- Instructions for the task: Collect every line of the records below that contains the string "like".

- Records to process:
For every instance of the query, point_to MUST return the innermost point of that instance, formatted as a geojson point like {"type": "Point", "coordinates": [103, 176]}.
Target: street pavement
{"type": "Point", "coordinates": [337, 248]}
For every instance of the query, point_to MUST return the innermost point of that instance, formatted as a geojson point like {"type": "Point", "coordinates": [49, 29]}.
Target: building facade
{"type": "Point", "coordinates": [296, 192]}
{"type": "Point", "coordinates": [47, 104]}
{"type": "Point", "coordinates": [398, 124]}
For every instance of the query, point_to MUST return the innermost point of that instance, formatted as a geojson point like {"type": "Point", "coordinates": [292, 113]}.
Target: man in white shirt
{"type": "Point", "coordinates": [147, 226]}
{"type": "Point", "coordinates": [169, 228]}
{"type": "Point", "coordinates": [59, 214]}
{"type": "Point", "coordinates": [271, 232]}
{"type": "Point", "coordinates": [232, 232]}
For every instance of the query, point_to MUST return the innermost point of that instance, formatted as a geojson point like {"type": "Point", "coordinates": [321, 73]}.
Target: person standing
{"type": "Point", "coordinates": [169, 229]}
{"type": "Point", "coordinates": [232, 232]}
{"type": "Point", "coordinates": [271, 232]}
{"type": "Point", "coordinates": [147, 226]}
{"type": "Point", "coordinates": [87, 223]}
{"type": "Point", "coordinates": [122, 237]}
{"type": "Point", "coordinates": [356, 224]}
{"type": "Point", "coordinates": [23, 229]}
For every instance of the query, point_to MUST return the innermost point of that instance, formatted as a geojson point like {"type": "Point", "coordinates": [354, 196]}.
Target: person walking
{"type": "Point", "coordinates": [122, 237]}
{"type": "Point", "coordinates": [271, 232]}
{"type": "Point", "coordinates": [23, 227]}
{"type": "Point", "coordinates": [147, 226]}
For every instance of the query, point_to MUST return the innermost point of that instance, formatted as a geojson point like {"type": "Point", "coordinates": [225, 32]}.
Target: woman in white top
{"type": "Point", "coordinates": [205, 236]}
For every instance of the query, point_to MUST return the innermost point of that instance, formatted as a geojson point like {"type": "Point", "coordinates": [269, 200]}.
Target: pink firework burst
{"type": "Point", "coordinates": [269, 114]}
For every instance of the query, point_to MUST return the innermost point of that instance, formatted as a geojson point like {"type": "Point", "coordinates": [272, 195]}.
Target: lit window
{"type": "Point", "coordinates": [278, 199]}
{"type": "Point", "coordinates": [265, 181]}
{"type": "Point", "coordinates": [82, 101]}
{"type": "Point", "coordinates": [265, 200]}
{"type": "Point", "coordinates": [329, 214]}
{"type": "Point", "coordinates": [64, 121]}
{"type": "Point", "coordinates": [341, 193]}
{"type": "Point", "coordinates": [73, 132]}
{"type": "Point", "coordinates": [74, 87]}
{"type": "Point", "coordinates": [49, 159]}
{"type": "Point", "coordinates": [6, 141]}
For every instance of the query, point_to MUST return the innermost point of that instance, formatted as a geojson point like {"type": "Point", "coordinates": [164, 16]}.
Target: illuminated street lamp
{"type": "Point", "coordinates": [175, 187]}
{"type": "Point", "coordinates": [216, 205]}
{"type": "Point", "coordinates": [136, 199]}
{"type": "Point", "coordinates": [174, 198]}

- Task result:
For every instance of the query, point_to MUST return the innermost point of that instance, formatted as a geojson point like {"type": "Point", "coordinates": [103, 176]}.
For every instance of the query, point_to MUST return the innermost point of that instance, formatted as a geojson point like {"type": "Point", "coordinates": [49, 29]}.
For every instance of the query, point_to MUST return the innermost point of that instance, formatted as a geojson point like {"type": "Point", "coordinates": [292, 113]}.
For every instance of the query, point_to MUST return the innermost point of that instance, formatted as a geojson point like {"type": "Point", "coordinates": [321, 73]}.
For every instance of the query, point_to MUST return the innermost point of that instance, formatted as a geojson point like {"type": "Point", "coordinates": [354, 196]}.
For every instance of the query, point_to MUST return the innermost point of that instance, formatted as a geojson point like {"type": "Point", "coordinates": [225, 32]}.
For every instance of the query, point_to MUST return the innermost point of that instance, formatted as a geojson point like {"type": "Point", "coordinates": [269, 200]}.
For every instance of the query, point_to MUST return the innermost point of that instance, formatted as a geojson point like {"type": "Point", "coordinates": [272, 195]}.
For every instance of the query, point_to MUST return the innermost point of that instance, formatted as a geojson point like {"type": "Point", "coordinates": [164, 16]}.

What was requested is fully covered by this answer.